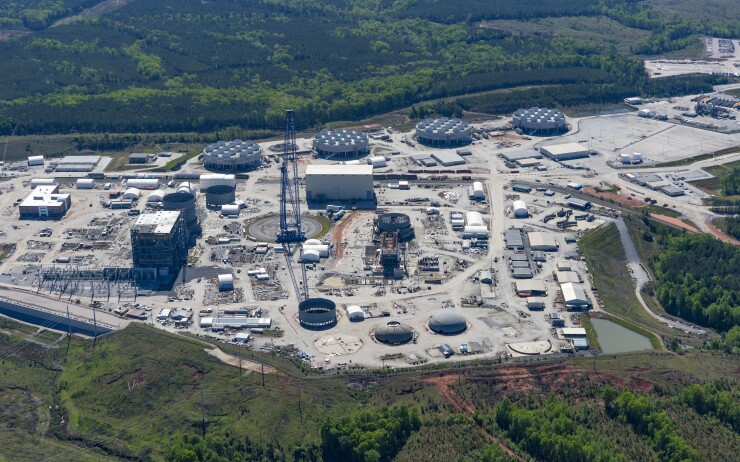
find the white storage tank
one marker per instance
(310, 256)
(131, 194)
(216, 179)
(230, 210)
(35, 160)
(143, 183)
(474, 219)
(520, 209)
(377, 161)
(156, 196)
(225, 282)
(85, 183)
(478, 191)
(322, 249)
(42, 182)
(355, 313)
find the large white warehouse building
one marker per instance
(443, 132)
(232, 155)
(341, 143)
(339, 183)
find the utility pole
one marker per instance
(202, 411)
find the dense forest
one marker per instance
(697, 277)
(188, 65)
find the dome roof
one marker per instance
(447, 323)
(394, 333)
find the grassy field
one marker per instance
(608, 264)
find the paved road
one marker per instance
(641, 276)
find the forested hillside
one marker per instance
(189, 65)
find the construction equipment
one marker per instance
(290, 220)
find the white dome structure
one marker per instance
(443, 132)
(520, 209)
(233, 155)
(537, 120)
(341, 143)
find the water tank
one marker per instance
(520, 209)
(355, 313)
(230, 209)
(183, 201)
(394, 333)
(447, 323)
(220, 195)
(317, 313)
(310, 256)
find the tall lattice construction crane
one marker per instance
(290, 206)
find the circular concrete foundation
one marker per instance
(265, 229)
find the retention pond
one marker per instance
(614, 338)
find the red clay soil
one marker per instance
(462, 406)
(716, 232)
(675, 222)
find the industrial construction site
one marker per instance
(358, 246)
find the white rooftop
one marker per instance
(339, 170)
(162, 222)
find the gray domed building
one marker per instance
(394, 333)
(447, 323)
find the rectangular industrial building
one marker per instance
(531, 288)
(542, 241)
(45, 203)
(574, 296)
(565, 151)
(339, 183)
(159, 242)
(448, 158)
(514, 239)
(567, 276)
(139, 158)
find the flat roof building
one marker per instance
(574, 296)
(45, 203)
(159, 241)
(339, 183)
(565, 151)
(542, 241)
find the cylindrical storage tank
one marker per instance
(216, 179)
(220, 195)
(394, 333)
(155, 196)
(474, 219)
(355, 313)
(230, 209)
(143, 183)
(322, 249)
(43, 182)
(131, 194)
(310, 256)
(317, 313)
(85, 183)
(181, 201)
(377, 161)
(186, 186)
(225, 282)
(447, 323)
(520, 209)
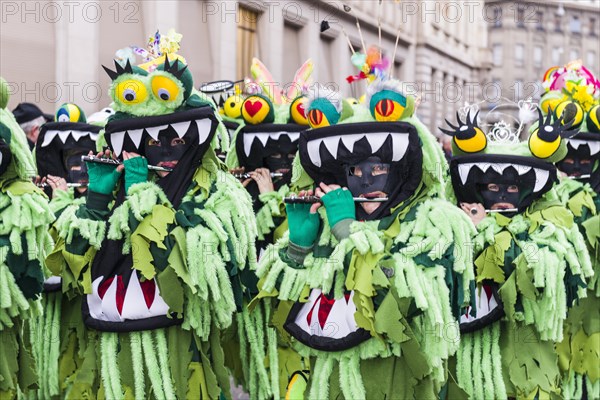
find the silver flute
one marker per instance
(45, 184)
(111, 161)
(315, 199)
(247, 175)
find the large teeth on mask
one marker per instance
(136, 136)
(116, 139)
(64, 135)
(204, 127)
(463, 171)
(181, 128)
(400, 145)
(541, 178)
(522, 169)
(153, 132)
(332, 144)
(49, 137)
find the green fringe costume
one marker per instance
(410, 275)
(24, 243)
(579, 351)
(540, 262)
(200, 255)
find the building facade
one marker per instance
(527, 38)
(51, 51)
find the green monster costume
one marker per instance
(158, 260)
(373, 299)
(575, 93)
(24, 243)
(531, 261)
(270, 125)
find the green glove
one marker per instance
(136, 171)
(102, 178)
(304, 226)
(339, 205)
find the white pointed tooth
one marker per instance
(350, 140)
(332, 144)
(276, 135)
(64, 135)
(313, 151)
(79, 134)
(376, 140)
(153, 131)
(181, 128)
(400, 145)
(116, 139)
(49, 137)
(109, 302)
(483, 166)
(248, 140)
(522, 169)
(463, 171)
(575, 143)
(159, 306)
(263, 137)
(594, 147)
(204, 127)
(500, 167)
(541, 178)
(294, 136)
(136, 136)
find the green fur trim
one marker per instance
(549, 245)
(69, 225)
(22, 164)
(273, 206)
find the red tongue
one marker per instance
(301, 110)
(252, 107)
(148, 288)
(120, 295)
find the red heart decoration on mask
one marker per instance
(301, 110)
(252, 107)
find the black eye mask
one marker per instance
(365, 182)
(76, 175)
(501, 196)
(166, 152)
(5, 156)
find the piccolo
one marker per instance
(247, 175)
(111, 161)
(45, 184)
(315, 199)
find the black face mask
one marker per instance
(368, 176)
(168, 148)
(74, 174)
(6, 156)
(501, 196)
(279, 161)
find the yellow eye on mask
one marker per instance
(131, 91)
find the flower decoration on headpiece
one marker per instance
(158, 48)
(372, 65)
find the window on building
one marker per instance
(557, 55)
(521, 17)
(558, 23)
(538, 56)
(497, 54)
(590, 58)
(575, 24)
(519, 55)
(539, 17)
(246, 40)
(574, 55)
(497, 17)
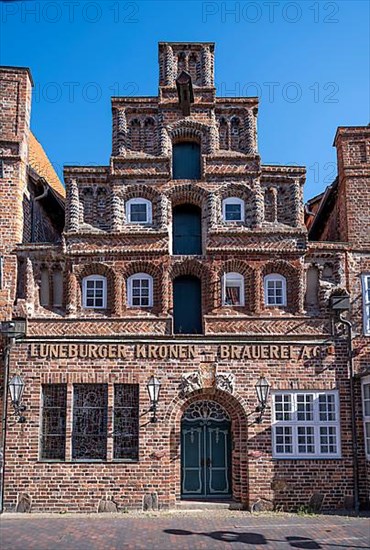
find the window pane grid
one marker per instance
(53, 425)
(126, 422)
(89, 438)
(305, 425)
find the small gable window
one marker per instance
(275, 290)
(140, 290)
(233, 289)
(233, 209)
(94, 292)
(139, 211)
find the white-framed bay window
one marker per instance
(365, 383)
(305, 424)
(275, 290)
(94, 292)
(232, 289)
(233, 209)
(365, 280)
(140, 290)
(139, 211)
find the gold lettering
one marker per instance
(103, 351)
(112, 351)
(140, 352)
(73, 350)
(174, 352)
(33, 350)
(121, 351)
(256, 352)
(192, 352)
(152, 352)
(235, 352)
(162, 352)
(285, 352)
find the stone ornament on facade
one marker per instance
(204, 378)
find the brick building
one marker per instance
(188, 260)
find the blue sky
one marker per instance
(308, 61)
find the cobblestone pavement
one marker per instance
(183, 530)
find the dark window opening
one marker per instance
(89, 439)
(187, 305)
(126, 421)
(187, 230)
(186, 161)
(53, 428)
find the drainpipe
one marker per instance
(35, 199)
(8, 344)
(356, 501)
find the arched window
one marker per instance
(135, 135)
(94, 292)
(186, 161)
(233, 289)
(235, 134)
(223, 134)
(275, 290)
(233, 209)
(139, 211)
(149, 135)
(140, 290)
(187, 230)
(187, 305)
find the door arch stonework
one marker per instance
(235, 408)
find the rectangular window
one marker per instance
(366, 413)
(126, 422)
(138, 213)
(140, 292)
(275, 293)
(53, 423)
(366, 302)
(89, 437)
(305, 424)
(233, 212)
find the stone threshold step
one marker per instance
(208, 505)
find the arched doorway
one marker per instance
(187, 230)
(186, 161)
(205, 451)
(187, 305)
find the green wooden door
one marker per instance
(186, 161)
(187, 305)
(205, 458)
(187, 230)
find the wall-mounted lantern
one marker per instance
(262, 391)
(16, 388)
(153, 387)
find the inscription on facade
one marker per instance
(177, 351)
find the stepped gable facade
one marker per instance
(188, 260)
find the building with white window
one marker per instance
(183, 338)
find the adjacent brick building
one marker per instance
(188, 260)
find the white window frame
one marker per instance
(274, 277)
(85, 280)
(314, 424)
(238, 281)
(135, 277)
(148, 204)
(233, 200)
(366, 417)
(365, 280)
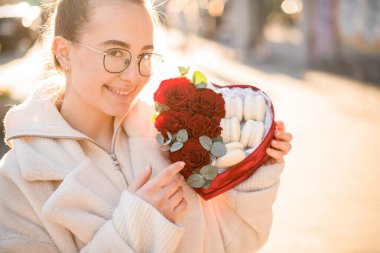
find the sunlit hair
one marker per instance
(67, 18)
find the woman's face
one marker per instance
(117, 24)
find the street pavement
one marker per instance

====

### EXERCISE
Pull out every line holding "brick" from the records above, and copy it.

### REPLY
find the brick building
find the adjacent brick building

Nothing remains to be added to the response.